** Selection **
....

He wasn't indirectly praising socialism, of course, which was the convention boogeyman. Speakers were universally pro-corporate and pro-rich (a/k/a "the job creators"). The 2012 draft party platform paranoiacally equates "the socialist agenda" with "progressivism."

"God bless you, God bless the state of Maine, and God bless America," said state Senate president Kevin Raye, Richardson's opponent, as he closed his speech. Others closed their speeches similarly. God was omnipresent. A Ron Paul supporter, a new Republican whose father was a Jew, told me he winced when the clergyman giving the invocation Saturday invoked not just God but also Jesus.

The convention's capture by a tribe of marijuana-legalizing, rural, Ron Paul libertarians indicates some GOP diversity — if these folks integrate (or are allowed to integrate) into the party. But the convention provided little other evidence the party was becoming inclusive.

....

Point-labeling examples:
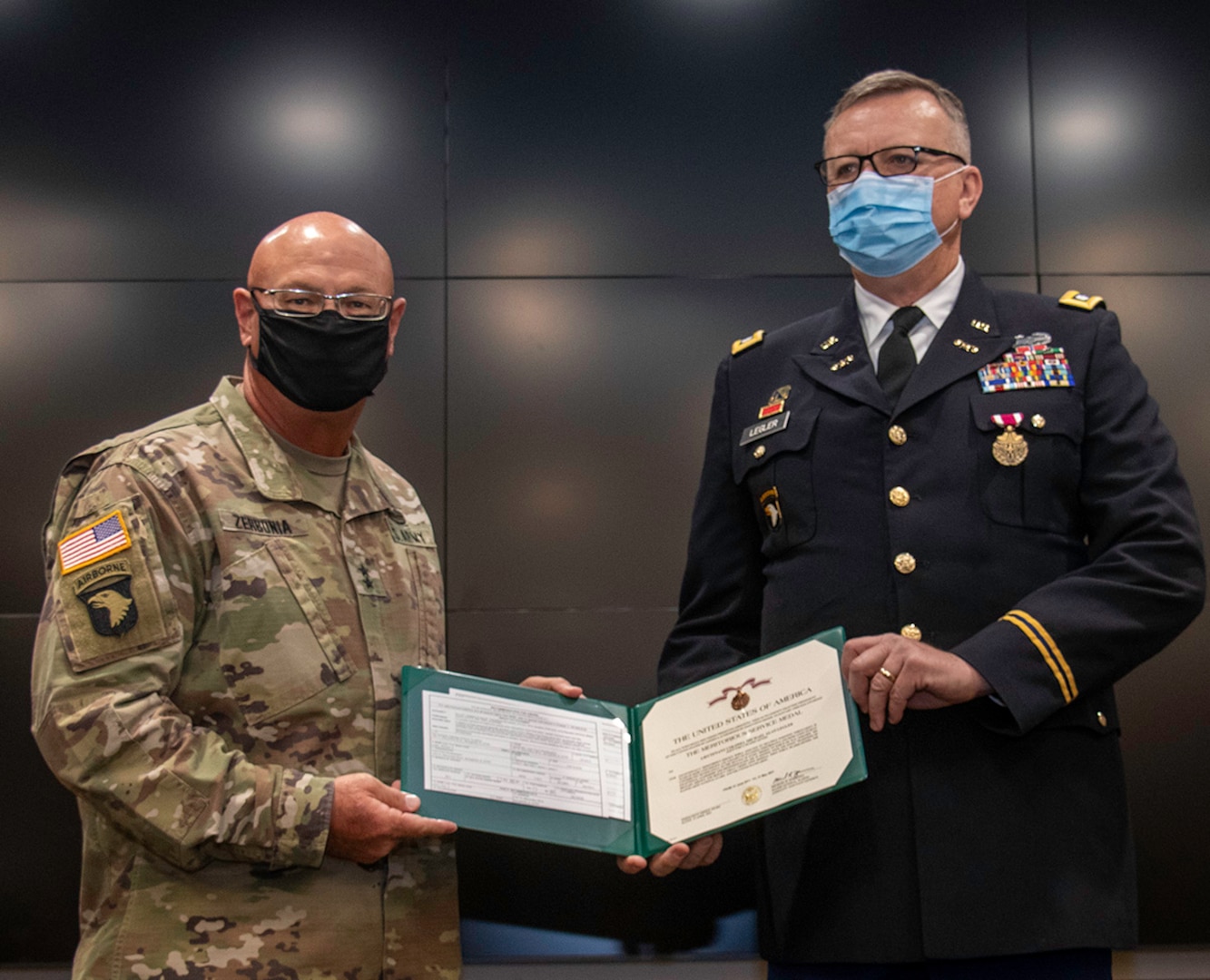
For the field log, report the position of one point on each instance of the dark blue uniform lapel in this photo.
(843, 366)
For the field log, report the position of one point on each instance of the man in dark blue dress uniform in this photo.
(977, 485)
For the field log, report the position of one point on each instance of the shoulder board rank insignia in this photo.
(1081, 300)
(743, 344)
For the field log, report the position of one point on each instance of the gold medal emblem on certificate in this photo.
(1009, 448)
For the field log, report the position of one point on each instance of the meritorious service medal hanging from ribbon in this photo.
(1009, 448)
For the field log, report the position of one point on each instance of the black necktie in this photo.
(897, 359)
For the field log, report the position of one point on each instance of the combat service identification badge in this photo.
(1009, 448)
(776, 403)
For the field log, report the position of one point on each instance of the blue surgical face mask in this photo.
(883, 225)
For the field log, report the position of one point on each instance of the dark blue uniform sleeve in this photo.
(1145, 579)
(720, 601)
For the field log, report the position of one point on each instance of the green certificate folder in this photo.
(589, 773)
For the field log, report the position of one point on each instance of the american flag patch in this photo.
(98, 540)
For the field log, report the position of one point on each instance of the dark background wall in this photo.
(585, 202)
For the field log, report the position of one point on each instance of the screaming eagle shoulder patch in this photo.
(113, 595)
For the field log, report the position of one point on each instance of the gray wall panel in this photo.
(157, 142)
(577, 417)
(39, 827)
(1122, 104)
(633, 138)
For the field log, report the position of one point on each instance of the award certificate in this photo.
(632, 780)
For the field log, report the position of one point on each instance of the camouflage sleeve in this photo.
(120, 641)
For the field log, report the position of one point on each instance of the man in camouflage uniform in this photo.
(232, 592)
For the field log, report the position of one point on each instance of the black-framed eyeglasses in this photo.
(306, 303)
(892, 162)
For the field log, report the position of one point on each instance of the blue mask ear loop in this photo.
(938, 181)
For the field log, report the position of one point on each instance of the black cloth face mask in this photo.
(326, 362)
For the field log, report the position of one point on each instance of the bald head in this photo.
(324, 252)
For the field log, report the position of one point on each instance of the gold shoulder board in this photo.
(743, 344)
(1081, 300)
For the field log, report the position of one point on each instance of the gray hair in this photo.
(893, 80)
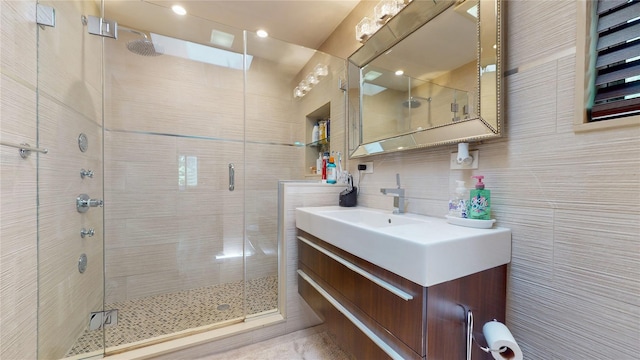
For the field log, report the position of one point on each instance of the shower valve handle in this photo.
(84, 202)
(84, 232)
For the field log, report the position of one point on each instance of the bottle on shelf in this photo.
(325, 161)
(319, 164)
(331, 171)
(315, 134)
(480, 201)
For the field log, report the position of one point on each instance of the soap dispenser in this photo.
(480, 201)
(459, 200)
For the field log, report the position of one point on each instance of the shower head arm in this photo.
(120, 27)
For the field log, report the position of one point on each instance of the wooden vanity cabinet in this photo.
(430, 326)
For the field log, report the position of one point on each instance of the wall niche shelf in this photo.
(312, 148)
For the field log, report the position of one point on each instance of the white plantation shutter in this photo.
(617, 81)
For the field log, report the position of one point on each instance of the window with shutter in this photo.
(617, 65)
(607, 64)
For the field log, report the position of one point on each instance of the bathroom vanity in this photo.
(376, 313)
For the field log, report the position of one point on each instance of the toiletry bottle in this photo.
(331, 171)
(315, 134)
(319, 164)
(459, 200)
(322, 131)
(480, 201)
(325, 161)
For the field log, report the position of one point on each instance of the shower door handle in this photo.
(232, 177)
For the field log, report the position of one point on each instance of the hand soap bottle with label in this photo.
(459, 200)
(480, 201)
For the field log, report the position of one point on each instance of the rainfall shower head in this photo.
(413, 102)
(142, 46)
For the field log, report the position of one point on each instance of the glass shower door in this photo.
(174, 136)
(70, 231)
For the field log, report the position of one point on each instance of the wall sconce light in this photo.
(383, 12)
(310, 80)
(365, 28)
(464, 157)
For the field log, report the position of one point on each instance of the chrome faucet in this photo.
(398, 196)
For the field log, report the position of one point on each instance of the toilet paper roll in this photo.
(501, 342)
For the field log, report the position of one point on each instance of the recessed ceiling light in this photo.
(372, 75)
(179, 10)
(221, 38)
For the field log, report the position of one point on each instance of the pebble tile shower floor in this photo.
(152, 316)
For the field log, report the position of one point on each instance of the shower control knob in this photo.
(86, 173)
(84, 202)
(84, 232)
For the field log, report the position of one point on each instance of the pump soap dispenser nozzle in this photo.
(479, 184)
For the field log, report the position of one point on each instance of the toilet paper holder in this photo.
(471, 339)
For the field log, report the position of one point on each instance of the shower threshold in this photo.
(154, 319)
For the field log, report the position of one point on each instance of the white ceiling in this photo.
(302, 22)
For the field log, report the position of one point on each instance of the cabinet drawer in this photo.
(369, 288)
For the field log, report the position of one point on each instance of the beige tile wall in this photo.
(298, 314)
(18, 188)
(69, 88)
(571, 199)
(70, 102)
(177, 233)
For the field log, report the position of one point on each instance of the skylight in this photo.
(197, 52)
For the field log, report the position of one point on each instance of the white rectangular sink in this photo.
(426, 250)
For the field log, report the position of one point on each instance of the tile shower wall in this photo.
(571, 199)
(298, 314)
(164, 237)
(18, 189)
(67, 97)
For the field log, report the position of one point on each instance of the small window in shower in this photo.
(187, 171)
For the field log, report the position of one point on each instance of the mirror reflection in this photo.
(426, 89)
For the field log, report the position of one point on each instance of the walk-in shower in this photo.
(175, 249)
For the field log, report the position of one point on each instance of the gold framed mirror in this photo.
(428, 77)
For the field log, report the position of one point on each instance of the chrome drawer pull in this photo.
(396, 291)
(354, 320)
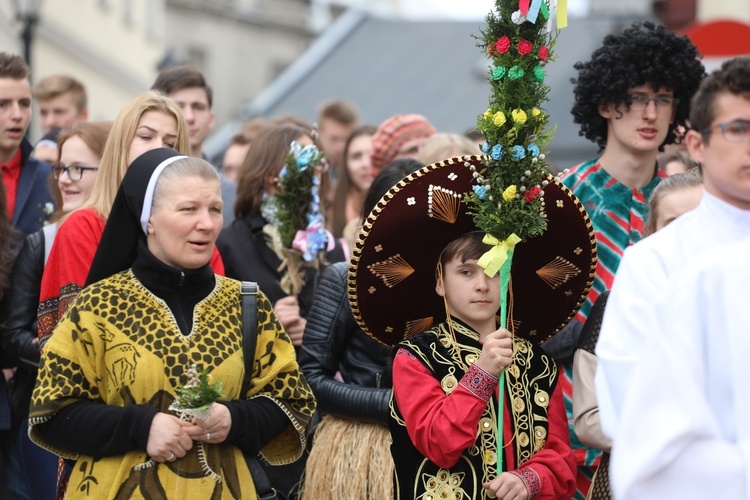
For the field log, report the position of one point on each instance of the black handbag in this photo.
(249, 292)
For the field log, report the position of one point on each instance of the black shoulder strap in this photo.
(249, 293)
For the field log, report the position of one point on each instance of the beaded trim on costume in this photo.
(531, 479)
(479, 382)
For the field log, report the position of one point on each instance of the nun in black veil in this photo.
(152, 310)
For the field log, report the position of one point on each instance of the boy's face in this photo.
(193, 101)
(60, 112)
(15, 114)
(725, 155)
(643, 127)
(472, 296)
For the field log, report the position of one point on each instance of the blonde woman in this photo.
(150, 120)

....

** Job **
Can you rewrite the stretch of the convention text from "The convention's capture" through "was becoming inclusive.", swapping "libertarians" for "activists"?

** In response **
The convention's capture by a tribe of marijuana-legalizing, rural, Ron Paul activists indicates some GOP diversity — if these folks integrate (or are allowed to integrate) into the party. But the convention provided little other evidence the party was becoming inclusive.